* Given problem *
List the lines of the items from the one containing "player's clenched fist." through the last line as a numbered list, including both ends and leaving out any blank lines.

* Data entries *
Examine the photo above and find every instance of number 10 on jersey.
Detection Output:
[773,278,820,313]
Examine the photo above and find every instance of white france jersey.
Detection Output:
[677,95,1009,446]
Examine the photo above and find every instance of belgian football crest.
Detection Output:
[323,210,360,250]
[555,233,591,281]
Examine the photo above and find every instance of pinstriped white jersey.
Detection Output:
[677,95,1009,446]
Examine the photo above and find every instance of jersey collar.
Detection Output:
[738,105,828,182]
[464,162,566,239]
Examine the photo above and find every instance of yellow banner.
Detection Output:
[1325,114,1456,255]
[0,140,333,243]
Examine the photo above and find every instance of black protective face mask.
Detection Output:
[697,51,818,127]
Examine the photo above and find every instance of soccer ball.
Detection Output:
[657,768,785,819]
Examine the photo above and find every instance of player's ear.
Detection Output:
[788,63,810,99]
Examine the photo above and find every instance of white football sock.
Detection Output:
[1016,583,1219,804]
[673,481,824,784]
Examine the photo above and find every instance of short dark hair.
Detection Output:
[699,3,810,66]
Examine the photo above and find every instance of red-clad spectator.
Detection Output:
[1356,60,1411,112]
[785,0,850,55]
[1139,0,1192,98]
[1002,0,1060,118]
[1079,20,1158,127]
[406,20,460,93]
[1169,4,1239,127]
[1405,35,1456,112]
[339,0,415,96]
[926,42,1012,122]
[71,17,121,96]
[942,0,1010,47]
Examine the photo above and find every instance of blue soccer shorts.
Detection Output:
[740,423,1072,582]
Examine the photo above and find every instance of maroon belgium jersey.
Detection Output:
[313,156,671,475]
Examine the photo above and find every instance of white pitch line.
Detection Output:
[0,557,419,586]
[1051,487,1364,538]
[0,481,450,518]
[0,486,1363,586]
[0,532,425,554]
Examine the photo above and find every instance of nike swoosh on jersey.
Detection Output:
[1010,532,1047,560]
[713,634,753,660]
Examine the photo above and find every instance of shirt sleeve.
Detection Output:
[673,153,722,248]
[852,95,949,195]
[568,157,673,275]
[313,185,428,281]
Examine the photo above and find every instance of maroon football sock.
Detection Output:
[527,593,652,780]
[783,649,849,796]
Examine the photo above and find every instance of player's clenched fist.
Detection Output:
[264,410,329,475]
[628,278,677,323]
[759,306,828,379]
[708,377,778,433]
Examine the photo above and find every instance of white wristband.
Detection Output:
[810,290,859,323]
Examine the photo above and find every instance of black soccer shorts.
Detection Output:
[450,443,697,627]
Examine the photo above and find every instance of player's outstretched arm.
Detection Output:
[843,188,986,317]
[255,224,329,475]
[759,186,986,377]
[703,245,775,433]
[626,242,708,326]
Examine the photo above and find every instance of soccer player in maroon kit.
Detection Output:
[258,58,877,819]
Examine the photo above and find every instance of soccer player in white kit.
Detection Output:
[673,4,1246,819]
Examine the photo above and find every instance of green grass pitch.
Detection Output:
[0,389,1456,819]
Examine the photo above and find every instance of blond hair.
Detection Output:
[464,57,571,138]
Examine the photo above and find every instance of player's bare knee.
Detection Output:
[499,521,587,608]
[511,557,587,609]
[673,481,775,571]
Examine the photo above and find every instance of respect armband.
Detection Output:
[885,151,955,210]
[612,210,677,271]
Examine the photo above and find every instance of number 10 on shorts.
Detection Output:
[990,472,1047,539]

* Exercise solution *
1. Examine the photo above and find every instance of player's clenched fist.
2. Detection Output:
3. [264,410,329,475]
4. [628,278,677,323]
5. [759,306,828,379]
6. [708,377,778,433]
7. Examine the photo above and find every instance of white wristband.
8. Detection Output:
9. [810,290,859,323]
10. Examine the photo above and find every instance of black soccer shorts.
11. Detection Output:
12. [450,443,697,627]
13. Examine the photo above and find every instance of player's outstretched arm.
14. Detection Output:
15. [843,188,986,317]
16. [255,224,329,475]
17. [759,186,986,377]
18. [703,245,775,433]
19. [626,242,708,326]
20. Examine the photo above and find every instance of soccer player in maroon kit.
21. Detection Output:
22. [258,58,877,819]
23. Examine the photo above and find every instance of soccer player in white kit.
24. Detection Output:
25. [673,4,1246,819]
26. Examine the photo above and find every instance of green grass pitch.
27. Detection Output:
28. [0,389,1456,819]
29. Examine the photo above and find every instance of blond hair.
30. Detection Output:
31. [464,57,571,138]
32. Examine the photo above and find every instance of player's bare knee.
33. Detection Output:
34. [499,521,587,608]
35. [511,557,587,609]
36. [673,481,775,571]
37. Examine the photo above and find every instance of respect armband.
38. Detection Output:
39. [885,151,955,210]
40. [612,210,677,271]
41. Examine the photo above and find every instance of number 10 on shorts.
42. Detection Output:
43. [990,472,1047,539]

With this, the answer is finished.